• **ESTRATTO DEL TESTO**:
◆ ◆ ◆ ◆ ◆

Il cinema napoletano in cattedra ai David di Donatello 2022

Domani sera (diretta su Rai Uno dalle 21.25) negli studi di Cinecittà per la cerimonia di premiazione della 67esima edizione dei David di Donatello ancora una volta ci sarà una predominante partecipazione napoletana che ribadisce l’attuale primato partenopeo nel settore dell’audiovisivo. Ed in particolare, oltre alle 38 candidature napoletane alla prestigiosa statuetta, ci sono ben 12 candidature dei ‘grandi maestri’ del cinema che da anni fanno parte del corpo docenti della Torre della Comunicazione dell’Università Suor Orsola Benincasa di Napoli, il più grande polo delle scienze della comunicazione e dello spettacolo nel Mezzogiorno.

Ben tre (miglior film, regia e sceneggiatura originale) le nomination ai David per Leonardo Di Costanzo, regista di Ariaferma, film rivelazione del 2021, e docente di Regia cinematografica e televisiva al Corso di laurea magistrale in “Scienze dello spettacolo e dei media. Linguaggi, Interpretazione e Visioni del Reale (LIVRe)” del Suor Orsola. Tre sono le nomination personali anche per Mario Martone (ben 13 quelle complessive per il suo Qui rido io). Il regista napoletano che sta portando al successo il teatro napoletano anche sul grande schermo con l’Università Suor Orsola Benincasa ha un rapporto decisamente speciale.

L’antica cittadella monastica di Suor Orsola è stata per settimane nel 2016 il set di uno dei suoi film più apprezzati: Il giovane favoloso. Pochi mesi fa Martone al Suor Orsola è stato insignito del prestigioso Premio BPER Napoli proprio “per aver ridisegnato l’identità napoletana attraverso i linguaggi del Teatro e del Cinema”. Ed al Suor Orsola Martone già nel 2014 nella laudatio per la laurea honoris causa in Imprenditoria e Creatività per Cinema, Teatro e Televisione al suo grande maestro Ugo Gregoretti aveva ‘disegnato’ gli scenari del futuro del cinema napoletano “attento al linguaggio dei giovani e proiettato alle grandi occasioni offerte dalle nuove tecnologie”.

◆ ◆ ◆ ◆ ◆

• **SEZIONE DATI**:
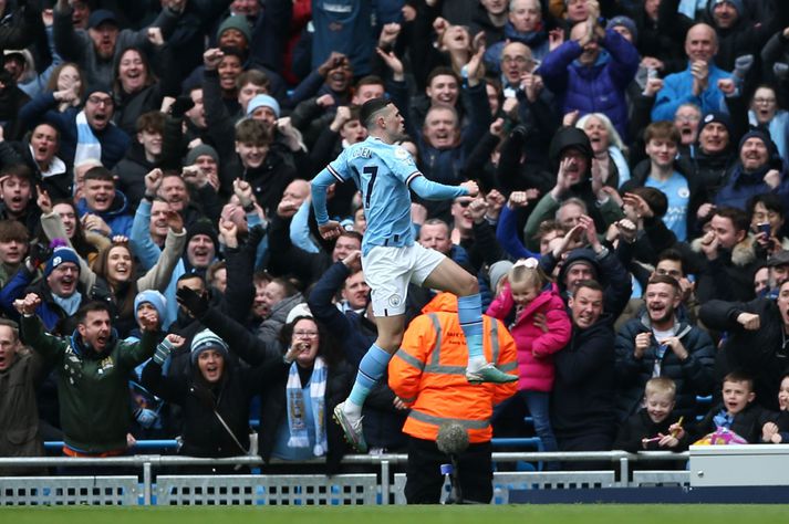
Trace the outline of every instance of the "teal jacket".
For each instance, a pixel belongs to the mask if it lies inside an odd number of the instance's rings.
[[[132,423],[128,377],[154,354],[155,334],[144,332],[134,343],[113,334],[107,348],[96,353],[76,331],[71,337],[46,334],[38,316],[23,316],[21,326],[24,343],[54,365],[65,444],[82,453],[126,449]]]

◆ ◆ ◆ ◆ ◆

Ripeti parola per parola il passo dell'articolo sul cinema napoletano ai David di Donatello compreso tra "Ben tre (miglior" e "rapporto decisamente speciale.", estremi inclusi. Il materiale è una cosa a parte rispetto al testo.

Ben tre (miglior film, regia e sceneggiatura originale) le nomination ai David per Leonardo Di Costanzo, regista di Ariaferma, film rivelazione del 2021, e docente di Regia cinematografica e televisiva al Corso di laurea magistrale in “Scienze dello spettacolo e dei media. Linguaggi, Interpretazione e Visioni del Reale (LIVRe)” del Suor Orsola. Tre sono le nomination personali anche per Mario Martone (ben 13 quelle complessive per il suo Qui rido io). Il regista napoletano che sta portando al successo il teatro napoletano anche sul grande schermo con l’Università Suor Orsola Benincasa ha un rapporto decisamente speciale.